> [The exercise]:
Output every line of the records below as a numbered list, omitting any blank lines.

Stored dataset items
━━━━━━━━━━━━━━━━━━━━

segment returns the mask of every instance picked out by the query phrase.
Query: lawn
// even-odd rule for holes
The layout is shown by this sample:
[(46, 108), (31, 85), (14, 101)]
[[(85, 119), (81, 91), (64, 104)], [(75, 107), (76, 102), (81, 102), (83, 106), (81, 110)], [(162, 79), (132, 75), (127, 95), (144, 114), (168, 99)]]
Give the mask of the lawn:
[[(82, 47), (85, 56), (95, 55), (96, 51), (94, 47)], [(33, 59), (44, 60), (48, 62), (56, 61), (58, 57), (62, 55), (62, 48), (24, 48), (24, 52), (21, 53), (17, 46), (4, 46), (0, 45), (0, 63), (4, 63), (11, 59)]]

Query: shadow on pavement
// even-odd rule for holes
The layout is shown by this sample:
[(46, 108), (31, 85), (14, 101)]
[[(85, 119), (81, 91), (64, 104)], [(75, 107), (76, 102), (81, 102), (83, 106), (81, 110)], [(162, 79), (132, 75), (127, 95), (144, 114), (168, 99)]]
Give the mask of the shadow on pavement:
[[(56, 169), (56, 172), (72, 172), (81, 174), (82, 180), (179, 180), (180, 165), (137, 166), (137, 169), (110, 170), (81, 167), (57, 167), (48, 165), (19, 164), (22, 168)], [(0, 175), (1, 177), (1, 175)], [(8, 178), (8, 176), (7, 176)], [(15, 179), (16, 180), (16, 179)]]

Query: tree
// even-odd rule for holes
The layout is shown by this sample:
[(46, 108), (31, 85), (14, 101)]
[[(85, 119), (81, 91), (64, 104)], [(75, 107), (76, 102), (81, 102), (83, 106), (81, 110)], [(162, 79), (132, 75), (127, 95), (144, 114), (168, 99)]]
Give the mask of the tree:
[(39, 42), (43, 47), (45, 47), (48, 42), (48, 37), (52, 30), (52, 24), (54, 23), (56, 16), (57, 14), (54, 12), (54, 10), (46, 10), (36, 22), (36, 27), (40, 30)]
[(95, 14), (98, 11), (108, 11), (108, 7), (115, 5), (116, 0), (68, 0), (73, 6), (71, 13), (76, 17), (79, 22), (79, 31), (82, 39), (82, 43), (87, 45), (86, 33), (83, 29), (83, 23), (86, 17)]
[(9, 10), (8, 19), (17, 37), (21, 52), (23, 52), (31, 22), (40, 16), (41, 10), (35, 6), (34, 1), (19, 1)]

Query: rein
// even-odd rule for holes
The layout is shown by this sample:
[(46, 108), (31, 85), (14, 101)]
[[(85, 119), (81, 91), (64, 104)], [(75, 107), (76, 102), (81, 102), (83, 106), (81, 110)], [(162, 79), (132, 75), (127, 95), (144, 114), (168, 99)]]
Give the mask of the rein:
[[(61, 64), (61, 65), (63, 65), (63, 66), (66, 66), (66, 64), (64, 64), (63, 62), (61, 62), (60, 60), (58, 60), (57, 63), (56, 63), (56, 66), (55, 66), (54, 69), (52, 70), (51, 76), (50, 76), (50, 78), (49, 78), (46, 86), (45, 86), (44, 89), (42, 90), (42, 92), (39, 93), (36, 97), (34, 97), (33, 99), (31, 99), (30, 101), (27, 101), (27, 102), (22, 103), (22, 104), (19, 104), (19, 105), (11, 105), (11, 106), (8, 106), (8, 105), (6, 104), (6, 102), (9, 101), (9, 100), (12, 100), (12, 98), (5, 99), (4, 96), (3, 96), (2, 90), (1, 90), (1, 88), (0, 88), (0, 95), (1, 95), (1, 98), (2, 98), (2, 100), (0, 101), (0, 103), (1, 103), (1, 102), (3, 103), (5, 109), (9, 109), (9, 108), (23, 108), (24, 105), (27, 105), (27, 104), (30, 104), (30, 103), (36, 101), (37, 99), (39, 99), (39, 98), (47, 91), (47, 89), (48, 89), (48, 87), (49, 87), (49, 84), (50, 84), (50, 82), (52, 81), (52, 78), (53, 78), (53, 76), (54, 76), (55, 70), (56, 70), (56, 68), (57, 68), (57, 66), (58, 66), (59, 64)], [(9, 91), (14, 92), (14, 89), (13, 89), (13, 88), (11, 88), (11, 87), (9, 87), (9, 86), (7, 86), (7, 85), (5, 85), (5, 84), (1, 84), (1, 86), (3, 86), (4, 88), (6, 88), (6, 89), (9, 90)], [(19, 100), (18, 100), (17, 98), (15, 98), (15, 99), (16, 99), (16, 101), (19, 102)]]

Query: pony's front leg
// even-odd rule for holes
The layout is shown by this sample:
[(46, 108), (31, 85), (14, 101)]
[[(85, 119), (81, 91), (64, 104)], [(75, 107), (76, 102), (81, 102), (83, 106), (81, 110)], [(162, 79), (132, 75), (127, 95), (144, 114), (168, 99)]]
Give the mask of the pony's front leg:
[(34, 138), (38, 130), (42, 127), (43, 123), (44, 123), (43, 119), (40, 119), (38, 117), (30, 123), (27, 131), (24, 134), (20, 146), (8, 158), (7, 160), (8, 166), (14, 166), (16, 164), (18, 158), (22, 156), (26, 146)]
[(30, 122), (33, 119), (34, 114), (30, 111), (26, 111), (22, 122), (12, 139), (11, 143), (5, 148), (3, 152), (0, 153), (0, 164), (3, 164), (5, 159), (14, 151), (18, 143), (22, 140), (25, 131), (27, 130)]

━━━━━━━━━━━━━━━━━━━━

> [Full answer]:
1. segment returns the mask of every instance picked out by the query phrase.
2. Query: lawn
3. // even-odd rule for holes
4. The layout is shown by this sample:
5. [(46, 108), (31, 85), (14, 101)]
6. [[(85, 119), (81, 91), (64, 104)], [(75, 107), (76, 102), (81, 102), (83, 106), (81, 110)], [(162, 79), (132, 75), (127, 95), (144, 114), (168, 99)]]
7. Give the mask of the lawn:
8. [[(82, 47), (85, 56), (95, 55), (96, 51), (94, 47)], [(33, 59), (44, 60), (48, 62), (56, 61), (58, 57), (62, 55), (62, 48), (24, 48), (24, 52), (21, 53), (17, 46), (4, 46), (0, 45), (0, 63), (4, 63), (11, 59)]]
9. Query: shadow on pavement
10. // even-odd rule for holes
11. The layout is shown by this sample:
12. [(46, 108), (31, 85), (14, 101)]
13. [[(85, 119), (81, 91), (64, 104)], [(75, 107), (76, 102), (81, 102), (83, 106), (81, 110)], [(162, 79), (132, 75), (127, 95), (144, 114), (168, 99)]]
14. Give the mask of the shadow on pavement:
15. [[(56, 169), (56, 172), (72, 172), (81, 174), (82, 180), (179, 180), (180, 165), (137, 166), (137, 169), (110, 170), (81, 167), (57, 167), (48, 165), (19, 164), (22, 168)], [(0, 175), (1, 177), (1, 175)], [(8, 178), (8, 176), (7, 176)], [(15, 179), (16, 180), (16, 179)]]
16. Query: tree
17. // even-odd rule for holes
18. The layout is shown by this sample:
19. [(46, 108), (31, 85), (14, 101)]
20. [[(85, 119), (81, 91), (64, 104)], [(75, 107), (76, 102), (81, 102), (83, 106), (81, 110)], [(162, 79), (132, 75), (127, 95), (144, 114), (168, 99)]]
21. Give the mask of the tree:
22. [(39, 42), (43, 47), (45, 47), (48, 42), (48, 37), (52, 30), (52, 24), (54, 23), (56, 16), (57, 14), (54, 12), (54, 10), (46, 10), (36, 22), (36, 27), (40, 30)]
23. [(95, 14), (98, 11), (108, 11), (108, 7), (115, 5), (116, 0), (68, 0), (73, 6), (71, 13), (76, 17), (79, 22), (79, 31), (82, 39), (82, 43), (87, 45), (86, 33), (83, 29), (83, 23), (86, 17)]
24. [(9, 10), (8, 19), (17, 37), (21, 52), (23, 52), (31, 22), (40, 16), (41, 10), (35, 6), (34, 1), (19, 1)]
25. Query: rein
26. // even-odd rule for holes
27. The layout is shown by this sample:
28. [(46, 108), (31, 85), (14, 101)]
29. [[(85, 119), (81, 91), (64, 104)], [(75, 107), (76, 102), (81, 102), (83, 106), (81, 110)], [(162, 79), (132, 75), (127, 95), (144, 114), (168, 99)]]
30. Give the mask of the rein:
31. [[(61, 64), (61, 65), (63, 65), (63, 66), (66, 66), (66, 64), (64, 64), (63, 62), (61, 62), (60, 60), (58, 60), (57, 63), (56, 63), (56, 66), (55, 66), (54, 69), (52, 70), (51, 76), (50, 76), (50, 78), (49, 78), (46, 86), (45, 86), (44, 89), (42, 90), (42, 92), (39, 93), (36, 97), (34, 97), (33, 99), (31, 99), (30, 101), (27, 101), (27, 102), (22, 103), (22, 104), (19, 104), (19, 105), (11, 105), (11, 106), (8, 106), (8, 105), (6, 104), (6, 102), (9, 101), (9, 100), (12, 100), (12, 98), (5, 99), (4, 96), (3, 96), (2, 90), (1, 90), (1, 88), (0, 88), (0, 95), (1, 95), (1, 98), (2, 98), (2, 100), (0, 101), (0, 103), (1, 103), (1, 102), (3, 103), (5, 109), (9, 109), (9, 108), (23, 108), (24, 105), (27, 105), (27, 104), (30, 104), (30, 103), (36, 101), (37, 99), (39, 99), (39, 98), (47, 91), (47, 89), (48, 89), (48, 87), (49, 87), (49, 84), (50, 84), (50, 82), (52, 81), (52, 78), (53, 78), (53, 76), (54, 76), (55, 70), (56, 70), (56, 68), (57, 68), (57, 66), (58, 66), (59, 64)], [(9, 91), (14, 92), (14, 89), (13, 89), (13, 88), (11, 88), (11, 87), (9, 87), (9, 86), (7, 86), (7, 85), (5, 85), (5, 84), (1, 84), (1, 86), (3, 86), (4, 88), (6, 88), (6, 89), (9, 90)], [(19, 100), (18, 100), (17, 98), (15, 98), (15, 99), (16, 99), (16, 101), (19, 102)]]
32. Query: pony's front leg
33. // even-odd rule for holes
34. The layout is shown by this sample:
35. [(46, 108), (31, 85), (14, 101)]
36. [[(85, 119), (81, 91), (64, 104)], [(75, 107), (76, 102), (81, 102), (83, 106), (81, 110)], [(162, 79), (132, 75), (127, 95), (144, 114), (168, 99)]]
37. Give the mask of the pony's front leg:
38. [(34, 138), (38, 130), (42, 127), (43, 123), (44, 123), (43, 119), (40, 119), (38, 117), (30, 123), (27, 131), (24, 134), (20, 146), (8, 158), (7, 160), (8, 166), (14, 166), (16, 164), (18, 158), (22, 156), (26, 146)]
39. [(30, 122), (33, 119), (34, 114), (30, 111), (26, 111), (22, 122), (12, 139), (11, 143), (5, 148), (3, 152), (0, 153), (0, 164), (3, 164), (5, 159), (14, 151), (18, 143), (22, 140), (25, 131), (27, 130)]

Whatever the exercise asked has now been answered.